> [Written instruction]:
Please print every line from the one containing "[locate] dirt ground" through the last line of the records below, exactly as written and nothing more.

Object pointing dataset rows

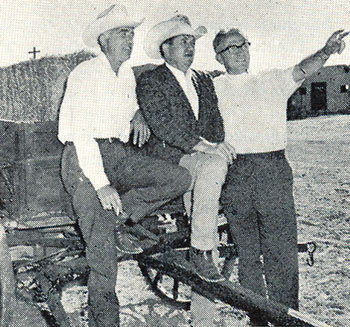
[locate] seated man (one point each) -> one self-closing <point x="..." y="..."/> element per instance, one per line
<point x="258" y="195"/>
<point x="109" y="182"/>
<point x="180" y="107"/>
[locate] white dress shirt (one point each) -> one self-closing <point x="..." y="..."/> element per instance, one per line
<point x="254" y="109"/>
<point x="185" y="81"/>
<point x="97" y="104"/>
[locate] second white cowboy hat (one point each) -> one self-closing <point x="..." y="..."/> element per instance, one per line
<point x="113" y="17"/>
<point x="165" y="30"/>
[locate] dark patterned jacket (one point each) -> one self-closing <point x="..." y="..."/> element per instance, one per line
<point x="175" y="129"/>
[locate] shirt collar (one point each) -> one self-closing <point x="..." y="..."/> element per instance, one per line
<point x="102" y="58"/>
<point x="178" y="73"/>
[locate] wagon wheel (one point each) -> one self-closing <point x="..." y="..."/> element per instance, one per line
<point x="177" y="293"/>
<point x="7" y="281"/>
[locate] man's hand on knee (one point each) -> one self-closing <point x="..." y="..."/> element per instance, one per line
<point x="110" y="199"/>
<point x="140" y="128"/>
<point x="223" y="150"/>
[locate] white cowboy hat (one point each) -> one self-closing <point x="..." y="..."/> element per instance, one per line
<point x="113" y="17"/>
<point x="165" y="30"/>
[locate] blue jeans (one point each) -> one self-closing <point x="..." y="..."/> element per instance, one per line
<point x="145" y="184"/>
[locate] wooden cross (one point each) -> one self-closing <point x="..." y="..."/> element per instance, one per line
<point x="34" y="52"/>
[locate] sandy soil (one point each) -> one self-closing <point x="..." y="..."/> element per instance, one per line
<point x="318" y="150"/>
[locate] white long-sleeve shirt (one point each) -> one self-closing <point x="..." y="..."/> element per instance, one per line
<point x="185" y="81"/>
<point x="254" y="109"/>
<point x="97" y="104"/>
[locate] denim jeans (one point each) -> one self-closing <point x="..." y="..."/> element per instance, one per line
<point x="145" y="184"/>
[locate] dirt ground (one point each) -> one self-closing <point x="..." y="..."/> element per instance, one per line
<point x="318" y="150"/>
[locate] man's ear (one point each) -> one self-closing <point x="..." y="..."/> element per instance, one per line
<point x="102" y="40"/>
<point x="219" y="59"/>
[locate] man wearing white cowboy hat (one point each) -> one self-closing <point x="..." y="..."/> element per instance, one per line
<point x="180" y="106"/>
<point x="108" y="180"/>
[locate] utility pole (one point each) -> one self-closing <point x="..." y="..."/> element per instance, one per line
<point x="34" y="52"/>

> [Result]:
[locate] dirt ground (one point each) -> one self-closing <point x="..." y="..."/> element per instance, one per line
<point x="318" y="150"/>
[locate] man's ear (one point each) -> one self-closing <point x="..." y="..."/> element per instance, one per line
<point x="102" y="40"/>
<point x="219" y="59"/>
[locate] man wearing white cowboy hat (one point each) -> one self-closing <point x="..." y="..."/> element per instance, one per line
<point x="180" y="106"/>
<point x="108" y="180"/>
[locate] utility pole (one point each) -> one self-closing <point x="..." y="..."/> element per instance, one per line
<point x="34" y="52"/>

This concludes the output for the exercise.